**What you will do:**
Answer these from the passage on TVA Bonds:
(a) Are underwriters and dealers required to make a market in TVA securities?
(b) What could lead certain sustainability-minded investors not to buy TVA securities?
(c) What is the limit on the amount of TVA Bonds national banks may buy for their own accounts?

**Passage shown:**

# # # # # # #

If a particular series of Bonds is offered through underwriters, those underwriters may attempt to make a market in the Bonds.  Dealers other than underwriters may also make a market in TVA securities.  However, the underwriters and dealers are not obligated to make a market in any TVA securities and may terminate any market-making activities at any time without notice.

Further, certain investors use the environmental impact or sustainability of an industry as a criteria for deciding whether to invest in that industry. TVA’s use of fossil fuels could lead such investors to not purchase TVA securities.

In addition, legal limitations may affect the ability of banks and others to invest in Bonds.  For example, national banks may purchase TVA Bonds for their own accounts in an amount not to exceed 10 percent of unimpaired capital and surplus.  Also, TVA Bonds are “obligations of a corporation which is an instrumentality of the United States” within the meaning of Section 7701(a)(19)(C)(ii) of the Internal Revenue Code for purposes of the 60 percent of assets limitation applicable to U.S. building and loan associations.

# # # # # # #

**Given information:**
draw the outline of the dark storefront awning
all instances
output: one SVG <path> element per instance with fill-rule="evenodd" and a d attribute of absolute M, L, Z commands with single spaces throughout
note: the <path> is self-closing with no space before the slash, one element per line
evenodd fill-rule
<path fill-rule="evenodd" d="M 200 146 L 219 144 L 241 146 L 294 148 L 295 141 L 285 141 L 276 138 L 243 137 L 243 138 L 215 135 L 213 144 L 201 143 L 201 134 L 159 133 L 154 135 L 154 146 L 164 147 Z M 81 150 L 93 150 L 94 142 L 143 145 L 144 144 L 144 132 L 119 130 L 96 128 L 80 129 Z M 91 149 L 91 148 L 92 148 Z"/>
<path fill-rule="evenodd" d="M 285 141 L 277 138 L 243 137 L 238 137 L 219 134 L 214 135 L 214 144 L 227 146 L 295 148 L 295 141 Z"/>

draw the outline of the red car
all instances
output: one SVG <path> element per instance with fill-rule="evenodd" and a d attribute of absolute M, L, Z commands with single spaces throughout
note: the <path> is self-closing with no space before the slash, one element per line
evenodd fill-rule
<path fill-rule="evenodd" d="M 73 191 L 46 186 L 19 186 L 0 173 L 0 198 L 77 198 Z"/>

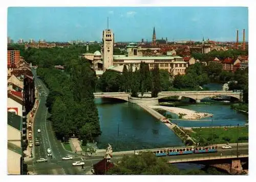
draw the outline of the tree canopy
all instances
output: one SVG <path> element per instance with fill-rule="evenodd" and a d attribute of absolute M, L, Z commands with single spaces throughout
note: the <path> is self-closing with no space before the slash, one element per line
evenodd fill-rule
<path fill-rule="evenodd" d="M 101 134 L 93 93 L 96 76 L 89 63 L 73 60 L 69 73 L 38 68 L 37 73 L 50 90 L 46 106 L 59 139 L 67 140 L 75 134 L 91 141 Z"/>

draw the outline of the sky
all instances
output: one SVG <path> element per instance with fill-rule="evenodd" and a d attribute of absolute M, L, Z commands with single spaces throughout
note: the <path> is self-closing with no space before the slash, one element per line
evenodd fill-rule
<path fill-rule="evenodd" d="M 8 36 L 14 41 L 28 40 L 101 41 L 108 27 L 115 41 L 235 41 L 236 30 L 248 40 L 246 7 L 10 7 Z"/>

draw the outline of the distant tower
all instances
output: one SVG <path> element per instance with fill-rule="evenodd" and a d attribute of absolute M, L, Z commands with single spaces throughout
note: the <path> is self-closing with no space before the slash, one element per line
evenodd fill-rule
<path fill-rule="evenodd" d="M 105 71 L 110 66 L 113 65 L 114 34 L 109 29 L 109 17 L 108 17 L 108 29 L 103 31 L 103 70 Z"/>
<path fill-rule="evenodd" d="M 238 49 L 238 30 L 237 30 L 237 49 Z"/>
<path fill-rule="evenodd" d="M 153 36 L 152 37 L 152 45 L 156 45 L 156 31 L 155 31 L 155 27 L 153 30 Z"/>
<path fill-rule="evenodd" d="M 243 50 L 245 50 L 245 30 L 243 31 Z"/>
<path fill-rule="evenodd" d="M 89 51 L 89 45 L 88 44 L 86 44 L 86 51 L 88 52 Z"/>

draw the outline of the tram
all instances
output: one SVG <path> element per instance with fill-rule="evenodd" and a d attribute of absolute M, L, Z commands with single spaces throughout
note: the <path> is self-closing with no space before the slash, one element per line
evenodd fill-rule
<path fill-rule="evenodd" d="M 210 153 L 217 151 L 217 145 L 207 146 L 204 147 L 187 146 L 182 147 L 174 147 L 162 148 L 159 150 L 151 150 L 156 156 L 161 157 L 166 155 L 176 155 L 189 154 L 193 153 Z"/>

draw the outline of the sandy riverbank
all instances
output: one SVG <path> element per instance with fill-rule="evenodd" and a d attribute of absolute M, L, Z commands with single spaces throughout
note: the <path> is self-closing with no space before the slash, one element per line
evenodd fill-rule
<path fill-rule="evenodd" d="M 176 107 L 162 106 L 147 106 L 147 107 L 152 109 L 161 109 L 179 115 L 179 113 L 183 113 L 186 114 L 182 116 L 182 119 L 198 119 L 206 118 L 212 116 L 212 114 L 206 113 L 198 113 L 196 111 L 189 110 L 186 109 L 183 109 Z"/>

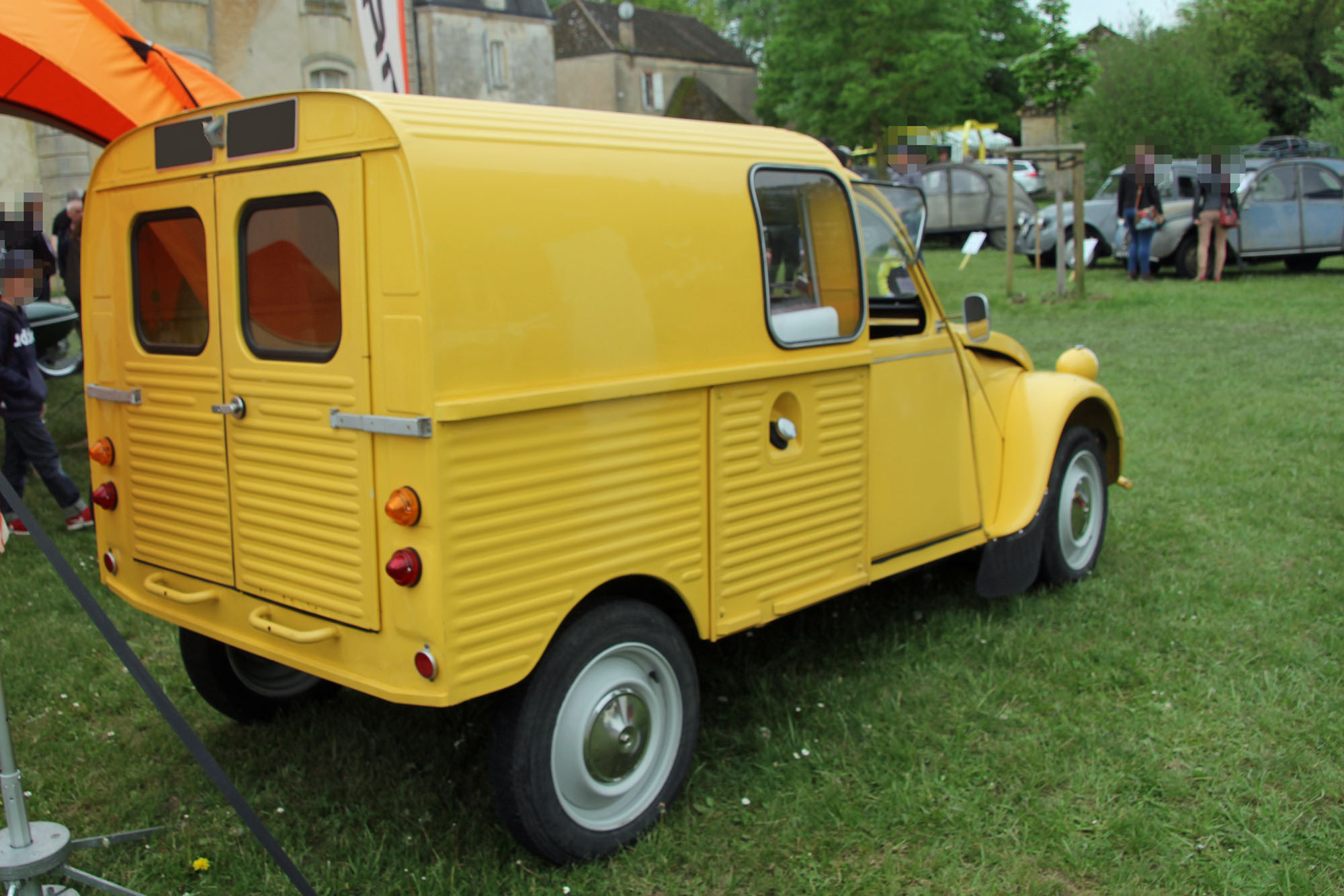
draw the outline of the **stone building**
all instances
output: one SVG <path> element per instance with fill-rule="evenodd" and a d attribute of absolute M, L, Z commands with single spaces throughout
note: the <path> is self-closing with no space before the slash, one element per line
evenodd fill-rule
<path fill-rule="evenodd" d="M 368 89 L 359 0 L 108 0 L 148 40 L 214 71 L 243 96 Z M 410 89 L 555 104 L 546 0 L 403 0 Z M 0 200 L 40 187 L 51 219 L 83 190 L 101 149 L 56 128 L 0 116 Z"/>
<path fill-rule="evenodd" d="M 698 19 L 593 0 L 556 7 L 559 105 L 661 116 L 684 78 L 699 81 L 700 97 L 707 89 L 742 120 L 758 121 L 755 66 Z"/>

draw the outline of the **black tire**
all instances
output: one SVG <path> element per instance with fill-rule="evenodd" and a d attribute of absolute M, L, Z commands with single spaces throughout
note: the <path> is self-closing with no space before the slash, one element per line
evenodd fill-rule
<path fill-rule="evenodd" d="M 1193 233 L 1185 234 L 1176 246 L 1176 276 L 1185 280 L 1199 276 L 1199 238 Z"/>
<path fill-rule="evenodd" d="M 83 367 L 83 351 L 71 342 L 70 336 L 38 355 L 38 370 L 52 379 L 69 377 L 81 367 Z"/>
<path fill-rule="evenodd" d="M 1106 538 L 1106 456 L 1101 441 L 1082 426 L 1059 439 L 1046 494 L 1040 578 L 1064 585 L 1086 578 Z"/>
<path fill-rule="evenodd" d="M 496 710 L 504 827 L 556 864 L 634 842 L 681 790 L 699 728 L 695 661 L 672 620 L 633 600 L 593 608 Z"/>
<path fill-rule="evenodd" d="M 177 630 L 181 665 L 207 704 L 241 722 L 266 721 L 300 702 L 331 697 L 340 685 Z"/>
<path fill-rule="evenodd" d="M 1289 256 L 1284 258 L 1284 264 L 1293 273 L 1309 273 L 1321 266 L 1320 256 Z"/>

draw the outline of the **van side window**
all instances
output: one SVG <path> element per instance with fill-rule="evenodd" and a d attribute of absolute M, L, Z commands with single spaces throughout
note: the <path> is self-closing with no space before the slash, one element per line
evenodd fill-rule
<path fill-rule="evenodd" d="M 922 334 L 929 323 L 910 265 L 925 214 L 910 192 L 871 183 L 851 184 L 859 209 L 864 272 L 868 278 L 868 335 L 874 339 Z M 918 194 L 914 194 L 918 199 Z M 911 235 L 911 230 L 915 235 Z"/>
<path fill-rule="evenodd" d="M 847 342 L 863 326 L 853 213 L 825 171 L 751 172 L 770 335 L 781 346 Z"/>
<path fill-rule="evenodd" d="M 325 196 L 247 203 L 239 249 L 243 335 L 253 354 L 331 359 L 340 343 L 340 239 Z"/>
<path fill-rule="evenodd" d="M 191 209 L 140 217 L 130 235 L 136 335 L 145 351 L 199 355 L 210 338 L 206 227 Z"/>

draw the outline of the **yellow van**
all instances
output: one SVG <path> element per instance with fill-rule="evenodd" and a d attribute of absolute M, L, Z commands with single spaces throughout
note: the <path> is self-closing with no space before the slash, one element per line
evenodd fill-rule
<path fill-rule="evenodd" d="M 493 692 L 554 861 L 676 795 L 715 640 L 968 549 L 1095 564 L 1122 431 L 939 305 L 918 191 L 809 137 L 316 91 L 98 161 L 85 351 L 103 581 L 238 720 Z"/>

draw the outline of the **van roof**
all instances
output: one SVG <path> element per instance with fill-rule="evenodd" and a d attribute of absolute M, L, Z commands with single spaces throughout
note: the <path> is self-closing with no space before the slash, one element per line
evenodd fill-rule
<path fill-rule="evenodd" d="M 293 148 L 238 157 L 214 152 L 199 165 L 156 167 L 155 139 L 165 126 L 207 124 L 296 97 Z M 223 136 L 230 139 L 227 128 Z M 419 94 L 300 90 L 192 109 L 130 130 L 108 145 L 93 182 L 95 188 L 108 188 L 396 147 L 433 161 L 442 159 L 442 147 L 452 140 L 528 144 L 539 152 L 586 147 L 836 167 L 821 143 L 778 128 Z"/>

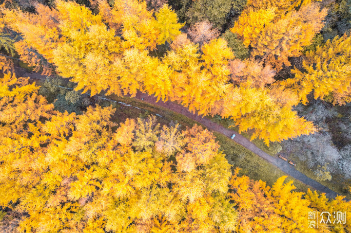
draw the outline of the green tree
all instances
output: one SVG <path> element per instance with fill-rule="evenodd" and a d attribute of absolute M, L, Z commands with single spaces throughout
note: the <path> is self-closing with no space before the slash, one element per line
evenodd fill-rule
<path fill-rule="evenodd" d="M 232 49 L 235 57 L 241 60 L 249 57 L 249 49 L 244 45 L 242 41 L 237 37 L 236 34 L 228 30 L 226 31 L 222 36 L 228 42 L 228 46 Z"/>
<path fill-rule="evenodd" d="M 228 16 L 241 12 L 247 0 L 182 0 L 183 8 L 180 12 L 191 24 L 208 20 L 221 30 L 227 22 Z"/>

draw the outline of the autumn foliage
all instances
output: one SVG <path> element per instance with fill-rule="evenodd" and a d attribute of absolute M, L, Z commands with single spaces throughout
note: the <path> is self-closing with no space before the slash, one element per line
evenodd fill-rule
<path fill-rule="evenodd" d="M 295 55 L 321 26 L 324 12 L 315 5 L 301 7 L 291 13 L 293 17 L 281 19 L 289 18 L 287 27 L 292 29 L 288 33 L 298 28 L 298 33 L 305 30 L 303 35 L 311 38 L 292 41 L 296 36 L 285 35 L 286 28 L 281 28 L 280 38 L 288 39 L 284 41 L 290 45 L 284 45 L 277 37 L 274 44 L 281 47 L 269 51 L 260 49 L 263 45 L 260 41 L 271 36 L 275 25 L 283 25 L 277 23 L 276 11 L 248 8 L 245 12 L 248 18 L 243 13 L 238 21 L 241 26 L 238 24 L 233 32 L 245 44 L 254 47 L 253 54 L 261 56 L 265 66 L 253 58 L 235 60 L 226 41 L 214 38 L 217 33 L 208 23 L 199 23 L 211 32 L 209 38 L 203 37 L 201 28 L 189 31 L 193 41 L 201 45 L 199 49 L 181 34 L 183 24 L 177 23 L 175 12 L 167 4 L 155 16 L 145 2 L 134 0 L 115 1 L 113 7 L 101 0 L 98 9 L 98 14 L 94 14 L 78 4 L 58 0 L 55 8 L 38 5 L 37 14 L 4 11 L 4 21 L 24 38 L 17 42 L 23 45 L 18 49 L 22 59 L 44 73 L 51 73 L 50 69 L 55 67 L 60 75 L 77 83 L 77 90 L 89 91 L 92 95 L 103 90 L 133 96 L 141 91 L 158 99 L 177 101 L 201 115 L 230 118 L 240 131 L 251 129 L 253 139 L 263 139 L 267 144 L 315 131 L 311 123 L 292 110 L 292 103 L 282 104 L 279 92 L 272 96 L 267 89 L 274 82 L 272 69 L 278 69 L 283 64 L 279 59 L 287 65 L 286 57 Z M 311 19 L 306 19 L 310 15 Z M 259 25 L 253 24 L 252 18 L 256 18 Z M 268 34 L 260 33 L 260 27 Z M 306 32 L 309 28 L 314 31 Z M 173 48 L 165 56 L 149 55 L 150 51 L 164 43 L 171 43 Z M 278 55 L 277 60 L 279 54 L 284 55 Z M 284 90 L 281 92 L 284 94 Z"/>
<path fill-rule="evenodd" d="M 112 107 L 58 112 L 27 81 L 1 79 L 1 231 L 339 232 L 308 228 L 307 215 L 351 207 L 294 192 L 285 177 L 271 188 L 232 176 L 200 126 L 161 127 L 152 116 L 118 125 Z"/>

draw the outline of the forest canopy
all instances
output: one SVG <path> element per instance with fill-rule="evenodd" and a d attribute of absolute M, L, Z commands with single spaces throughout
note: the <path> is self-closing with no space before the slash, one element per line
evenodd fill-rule
<path fill-rule="evenodd" d="M 351 232 L 345 196 L 269 185 L 202 126 L 92 100 L 181 105 L 350 196 L 351 28 L 351 0 L 0 1 L 0 232 Z"/>

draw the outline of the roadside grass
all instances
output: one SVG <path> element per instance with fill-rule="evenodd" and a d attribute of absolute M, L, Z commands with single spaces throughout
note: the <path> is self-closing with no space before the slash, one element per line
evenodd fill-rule
<path fill-rule="evenodd" d="M 36 82 L 37 85 L 39 86 L 43 83 L 41 80 Z M 192 127 L 195 124 L 205 127 L 202 124 L 182 114 L 136 99 L 128 97 L 118 97 L 115 95 L 109 95 L 108 98 L 132 106 L 125 106 L 121 104 L 101 99 L 98 101 L 97 104 L 102 107 L 107 107 L 112 105 L 116 108 L 116 110 L 113 118 L 114 121 L 117 123 L 123 122 L 127 118 L 146 118 L 150 114 L 157 114 L 161 116 L 161 117 L 156 116 L 158 123 L 161 125 L 168 125 L 171 122 L 173 122 L 175 124 L 179 123 L 180 129 L 182 130 L 185 129 L 186 126 Z M 140 109 L 133 107 L 137 107 Z M 212 118 L 212 119 L 214 122 L 227 127 L 233 124 L 233 121 L 227 119 L 218 120 L 216 119 L 215 117 Z M 235 127 L 230 128 L 237 130 L 237 128 Z M 231 140 L 225 136 L 216 132 L 213 132 L 216 136 L 218 144 L 220 145 L 219 149 L 226 155 L 226 157 L 229 162 L 232 165 L 233 169 L 235 167 L 239 167 L 240 169 L 239 172 L 240 175 L 246 175 L 254 180 L 261 180 L 266 182 L 267 185 L 271 187 L 279 178 L 287 175 L 273 165 L 233 140 Z M 242 135 L 249 138 L 250 137 L 248 133 L 244 133 Z M 261 141 L 262 143 L 261 147 L 258 147 L 266 152 L 270 151 L 270 147 L 267 147 L 262 141 L 258 140 L 256 141 Z M 257 145 L 257 144 L 255 144 Z M 262 148 L 266 149 L 263 150 Z M 269 154 L 272 155 L 273 152 L 272 149 L 270 151 L 271 153 Z M 293 181 L 293 185 L 296 187 L 295 189 L 296 191 L 306 192 L 308 188 L 314 190 L 311 187 L 288 176 L 286 181 L 290 180 Z"/>
<path fill-rule="evenodd" d="M 182 129 L 184 129 L 186 126 L 192 127 L 195 124 L 202 125 L 204 127 L 203 125 L 198 122 L 164 108 L 155 106 L 129 97 L 110 95 L 109 96 L 109 98 L 146 109 L 150 114 L 159 114 L 162 116 L 162 117 L 158 117 L 156 119 L 161 124 L 168 124 L 173 121 L 175 123 L 180 124 Z M 127 111 L 130 114 L 128 116 L 130 118 L 136 118 L 140 113 L 140 110 L 130 107 L 129 108 L 130 109 Z M 126 113 L 124 110 L 123 114 Z M 255 180 L 260 179 L 266 182 L 267 184 L 271 187 L 279 178 L 283 176 L 287 176 L 286 174 L 273 165 L 233 140 L 231 140 L 223 134 L 217 132 L 213 131 L 213 133 L 216 136 L 216 140 L 220 145 L 219 150 L 226 155 L 226 158 L 229 163 L 233 165 L 233 169 L 235 167 L 240 168 L 239 172 L 240 175 L 246 175 Z M 294 190 L 295 191 L 306 192 L 308 188 L 314 190 L 311 186 L 288 176 L 286 181 L 290 180 L 293 181 L 293 185 L 296 187 Z"/>
<path fill-rule="evenodd" d="M 218 116 L 215 116 L 214 117 L 211 117 L 210 116 L 207 116 L 206 117 L 208 117 L 214 122 L 215 122 L 216 123 L 227 128 L 233 129 L 236 131 L 239 131 L 239 127 L 238 126 L 231 126 L 231 125 L 234 125 L 235 124 L 234 122 L 232 120 L 229 119 L 222 119 Z M 240 134 L 250 140 L 251 139 L 251 135 L 252 135 L 252 133 L 250 131 L 248 131 L 248 132 L 242 132 L 240 133 Z M 270 146 L 269 147 L 266 145 L 263 140 L 260 139 L 256 139 L 252 140 L 252 142 L 257 147 L 259 148 L 262 150 L 272 156 L 276 156 L 277 153 L 279 153 L 279 148 L 281 148 L 281 146 L 280 146 L 279 143 L 271 143 Z M 296 166 L 295 168 L 297 170 L 305 174 L 308 177 L 317 180 L 321 184 L 328 187 L 330 189 L 333 190 L 336 193 L 340 195 L 345 196 L 347 198 L 349 199 L 351 199 L 351 193 L 348 191 L 348 185 L 341 181 L 341 180 L 344 179 L 344 178 L 341 176 L 337 174 L 333 174 L 331 180 L 318 180 L 316 179 L 316 175 L 312 171 L 311 171 L 308 168 L 308 166 L 307 166 L 307 164 L 306 164 L 306 162 L 299 160 L 298 157 L 296 155 L 289 155 L 289 158 L 296 162 Z M 295 182 L 294 182 L 294 183 L 295 183 Z M 350 184 L 349 184 L 349 185 Z"/>
<path fill-rule="evenodd" d="M 210 119 L 211 121 L 215 122 L 218 125 L 220 125 L 223 127 L 235 130 L 236 132 L 239 132 L 239 127 L 235 125 L 235 122 L 233 120 L 228 118 L 223 119 L 219 116 L 215 116 L 214 117 L 206 116 L 206 117 Z M 232 125 L 233 126 L 232 126 Z M 252 132 L 250 130 L 248 130 L 247 132 L 241 132 L 240 134 L 249 140 L 251 139 Z M 279 143 L 271 143 L 270 146 L 267 146 L 263 140 L 260 139 L 256 138 L 252 140 L 251 142 L 254 144 L 256 146 L 272 156 L 275 156 L 277 152 L 279 152 L 278 148 L 279 147 L 281 148 Z"/>
<path fill-rule="evenodd" d="M 345 178 L 338 174 L 332 174 L 332 179 L 330 180 L 320 180 L 315 179 L 316 175 L 313 171 L 309 168 L 307 164 L 303 161 L 299 160 L 298 158 L 294 155 L 289 155 L 291 158 L 296 163 L 296 169 L 310 178 L 316 179 L 318 182 L 326 187 L 328 187 L 332 190 L 334 191 L 341 195 L 345 196 L 346 198 L 351 199 L 351 193 L 349 191 L 348 186 L 351 184 L 346 184 L 342 182 Z"/>

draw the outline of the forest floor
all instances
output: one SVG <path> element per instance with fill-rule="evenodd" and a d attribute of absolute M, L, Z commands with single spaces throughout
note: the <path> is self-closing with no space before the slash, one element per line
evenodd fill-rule
<path fill-rule="evenodd" d="M 15 67 L 15 72 L 18 77 L 29 77 L 31 79 L 39 79 L 42 81 L 45 80 L 46 79 L 46 76 L 41 75 L 38 73 L 28 72 L 27 70 L 19 67 Z M 175 103 L 170 101 L 163 102 L 162 100 L 157 101 L 157 98 L 156 97 L 148 95 L 147 94 L 140 92 L 138 92 L 136 94 L 136 96 L 134 98 L 140 101 L 163 107 L 174 112 L 179 113 L 200 123 L 201 125 L 204 125 L 208 129 L 220 133 L 228 138 L 230 138 L 233 134 L 235 134 L 236 136 L 234 140 L 230 139 L 230 140 L 233 140 L 237 144 L 242 145 L 248 150 L 253 152 L 285 174 L 301 181 L 305 184 L 311 187 L 313 189 L 317 190 L 321 193 L 325 193 L 326 196 L 329 198 L 335 198 L 339 195 L 336 192 L 297 171 L 295 169 L 294 167 L 289 164 L 287 161 L 283 161 L 277 157 L 269 155 L 236 131 L 229 129 L 218 124 L 215 123 L 208 118 L 202 117 L 195 113 L 191 112 L 186 108 Z M 112 98 L 113 99 L 113 98 Z M 115 102 L 116 102 L 116 101 L 115 101 Z M 216 134 L 215 134 L 215 135 Z M 218 137 L 218 136 L 216 136 L 217 138 Z"/>

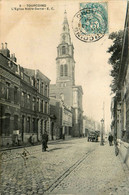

# # # # # # #

**Complete output:**
(a) No. They are not obligated to, and they may end any market-making at any time without notice.
(b) TVA's use of fossil fuels.
(c) No more than 10 percent of unimpaired capital and surplus.